__Record list__:
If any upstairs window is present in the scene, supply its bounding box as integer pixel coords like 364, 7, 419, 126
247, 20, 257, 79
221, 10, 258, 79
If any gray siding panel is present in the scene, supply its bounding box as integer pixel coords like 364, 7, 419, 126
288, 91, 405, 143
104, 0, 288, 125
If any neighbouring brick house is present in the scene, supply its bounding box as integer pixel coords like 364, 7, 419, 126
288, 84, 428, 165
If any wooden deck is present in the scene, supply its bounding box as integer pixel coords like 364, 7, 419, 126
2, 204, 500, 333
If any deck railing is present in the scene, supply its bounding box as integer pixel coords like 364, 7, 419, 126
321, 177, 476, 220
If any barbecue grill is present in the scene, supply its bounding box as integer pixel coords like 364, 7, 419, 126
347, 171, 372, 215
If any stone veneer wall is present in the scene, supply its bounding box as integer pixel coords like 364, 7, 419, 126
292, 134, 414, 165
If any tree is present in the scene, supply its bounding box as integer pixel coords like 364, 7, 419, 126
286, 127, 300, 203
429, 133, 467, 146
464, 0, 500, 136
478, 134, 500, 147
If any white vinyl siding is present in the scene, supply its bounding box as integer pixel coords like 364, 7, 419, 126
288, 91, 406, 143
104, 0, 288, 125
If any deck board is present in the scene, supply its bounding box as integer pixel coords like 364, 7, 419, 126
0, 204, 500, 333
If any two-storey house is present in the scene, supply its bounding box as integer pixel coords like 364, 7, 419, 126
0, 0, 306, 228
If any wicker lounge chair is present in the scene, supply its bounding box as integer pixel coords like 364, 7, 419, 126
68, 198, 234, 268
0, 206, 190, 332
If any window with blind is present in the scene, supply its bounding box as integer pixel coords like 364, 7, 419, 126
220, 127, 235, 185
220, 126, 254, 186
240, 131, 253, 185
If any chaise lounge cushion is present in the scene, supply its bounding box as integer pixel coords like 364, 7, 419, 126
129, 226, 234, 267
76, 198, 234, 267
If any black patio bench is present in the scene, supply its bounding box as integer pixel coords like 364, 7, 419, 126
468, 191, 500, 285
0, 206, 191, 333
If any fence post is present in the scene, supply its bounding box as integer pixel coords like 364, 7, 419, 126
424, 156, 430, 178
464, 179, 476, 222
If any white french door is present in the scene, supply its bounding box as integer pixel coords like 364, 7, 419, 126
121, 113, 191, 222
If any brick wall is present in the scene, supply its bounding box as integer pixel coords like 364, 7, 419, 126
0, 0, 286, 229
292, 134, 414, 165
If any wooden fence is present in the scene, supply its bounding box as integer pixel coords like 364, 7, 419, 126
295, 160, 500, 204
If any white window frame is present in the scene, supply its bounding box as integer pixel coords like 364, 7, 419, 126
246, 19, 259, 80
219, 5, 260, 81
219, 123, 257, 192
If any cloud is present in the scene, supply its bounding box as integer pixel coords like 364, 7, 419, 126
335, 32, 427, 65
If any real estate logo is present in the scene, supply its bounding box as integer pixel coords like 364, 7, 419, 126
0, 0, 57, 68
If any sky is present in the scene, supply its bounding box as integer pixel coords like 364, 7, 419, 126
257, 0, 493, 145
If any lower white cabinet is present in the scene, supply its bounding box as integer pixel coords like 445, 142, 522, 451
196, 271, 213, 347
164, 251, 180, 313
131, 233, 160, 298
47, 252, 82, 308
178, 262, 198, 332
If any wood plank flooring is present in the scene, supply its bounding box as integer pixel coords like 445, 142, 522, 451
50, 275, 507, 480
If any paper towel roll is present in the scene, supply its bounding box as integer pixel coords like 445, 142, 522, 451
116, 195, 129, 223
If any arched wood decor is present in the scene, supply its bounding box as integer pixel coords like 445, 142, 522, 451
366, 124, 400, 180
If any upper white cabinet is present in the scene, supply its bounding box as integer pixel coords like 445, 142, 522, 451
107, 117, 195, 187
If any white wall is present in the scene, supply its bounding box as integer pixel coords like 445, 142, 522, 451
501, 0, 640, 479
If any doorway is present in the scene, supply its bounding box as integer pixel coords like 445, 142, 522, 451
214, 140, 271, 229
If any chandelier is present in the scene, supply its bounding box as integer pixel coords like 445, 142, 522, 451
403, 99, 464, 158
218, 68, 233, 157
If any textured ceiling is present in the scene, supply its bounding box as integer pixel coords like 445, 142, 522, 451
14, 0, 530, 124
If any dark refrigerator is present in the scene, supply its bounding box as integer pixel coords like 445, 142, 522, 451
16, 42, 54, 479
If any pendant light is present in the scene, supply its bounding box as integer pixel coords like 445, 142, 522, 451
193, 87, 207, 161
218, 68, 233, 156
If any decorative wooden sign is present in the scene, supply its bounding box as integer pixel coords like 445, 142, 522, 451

__Work to complete__:
Type the material above out again, exactly.

__Finished answer__:
If any upstairs window is present in the scene, supply its bounding box as integer pixel coords like 364, 7, 419, 126
247, 20, 257, 79
221, 10, 258, 79
If any gray siding panel is present in the scene, supply its bounding box as integer pixel coords like 364, 7, 419, 126
288, 91, 405, 143
104, 0, 288, 125
If any neighbouring brick house is present in the scene, supply its bounding box as integer pixel coords like 364, 7, 419, 126
288, 84, 428, 165
If any wooden deck is present in the scene, supply its bounding box as integer pixel coords like 364, 7, 419, 126
2, 204, 500, 333
If any deck railing is present in the scene, supply its bounding box as integer pixel coords like 364, 7, 419, 126
321, 177, 476, 220
If any barbecue grill is present in the scene, supply its bounding box as integer pixel coords like 364, 7, 419, 126
347, 171, 372, 215
If any stone veneer wall is present in the scene, supply its bounding box as integer pixel coords like 364, 7, 419, 126
292, 134, 414, 165
If any tree is present in the scene, supply its bounding box as integer pixel coords like 364, 7, 419, 126
286, 127, 300, 203
429, 133, 467, 146
464, 0, 500, 136
478, 134, 500, 147
If any white vinyl siding is present in the scene, supply its bounding box as integer pixel coords like 364, 7, 419, 126
288, 91, 406, 143
104, 0, 288, 125
If any deck board is present in the scene, supply its bounding box as integer pixel coords like 364, 7, 419, 126
0, 204, 500, 333
If any two-storey house is present in the scene, supply its bounding box as integer pixel coords like 364, 7, 419, 126
0, 0, 306, 228
If any wicker lounge chair is present in the scene, supply its bounding box as integer pixel coords like 364, 7, 419, 126
68, 198, 234, 268
0, 206, 190, 332
If any window with blind is present in the scene, supply its bounding box as integer pixel coords like 364, 7, 419, 126
220, 127, 235, 185
220, 126, 254, 186
240, 131, 253, 185
If any chaise lounge cushion is present in the scene, supply its bounding box as integer pixel coords like 364, 7, 419, 126
129, 226, 234, 267
76, 198, 234, 267
If any black patio bench is present in the scene, supply its bounding box as integer pixel coords like 364, 7, 419, 126
468, 191, 500, 285
0, 206, 191, 333
If any fence post is present in the scene, supply its bounding box as integer pixel coords like 364, 7, 419, 126
424, 156, 430, 178
464, 179, 476, 222
If any white french door is present in the scene, supply its bounding box as integer pixel coords like 364, 7, 419, 126
121, 113, 191, 222
If any brick wall is present in the scene, supply its bounding box as integer pixel coords like 364, 7, 419, 126
0, 0, 286, 229
292, 134, 414, 165
If any wooden fence is present in the scene, supply its bounding box as integer pixel coords like 364, 7, 419, 126
295, 160, 500, 204
If any white window frame is present in the scene, supply its bounding box as integer pixel coords like 364, 7, 419, 126
246, 19, 259, 80
219, 5, 260, 81
219, 123, 257, 192
If any cloud is present in the scene, supply its bounding box as integer pixel coords like 364, 7, 419, 126
335, 32, 427, 65
If any real estate logo is present in the scene, supply its bounding box as integer pixel coords like 364, 7, 419, 126
0, 0, 57, 68
If any sky is present in the scene, supply its bounding box as integer pixel coords like 364, 7, 419, 126
257, 0, 493, 145
If any lower white cabinet is present in the scene, supply its bounding box as integer pixel coords like 445, 142, 522, 451
196, 271, 213, 347
164, 251, 180, 313
131, 233, 160, 298
47, 252, 82, 308
178, 262, 198, 332
If any wood plank flooring is present in the scene, supply its bounding box as integer pixel coords like 445, 142, 522, 451
50, 275, 507, 480
If any paper towel roll is present in the scene, supply its bounding box as integer pixel coords like 445, 142, 522, 451
116, 195, 129, 223
If any arched wood decor is present in the scene, supply its bounding box as integer pixel coords like 445, 142, 522, 451
366, 124, 400, 180
If any upper white cabinet is present in the scene, supply its bounding box as integer pixel coords like 445, 142, 522, 451
107, 117, 195, 187
If any white wall is present in the scene, supply its bounding box as integer pixel coords like 445, 142, 522, 451
501, 0, 640, 479
If any doorway is present in the scene, supply its bounding box as integer pixel coords like 445, 142, 522, 451
214, 140, 271, 229
If any chandelier is present in the scene, supply its bounding box as integer pixel coords like 445, 142, 522, 451
403, 99, 464, 158
218, 68, 233, 157
If any textured ceiling is present in the scene, supply its bounding box as integer pixel coords like 445, 142, 522, 451
14, 0, 530, 124
If any dark refrigerator is present in the scene, supply its bounding box as integer pixel coords like 445, 142, 522, 451
16, 42, 54, 479
If any pendant light is present in the scene, supply its bounding box as integer pixel coords like 445, 142, 522, 451
193, 87, 207, 161
218, 68, 233, 156
If any decorative wooden sign is present in the scene, supply its bounding box as integer pixel coords like 445, 142, 522, 451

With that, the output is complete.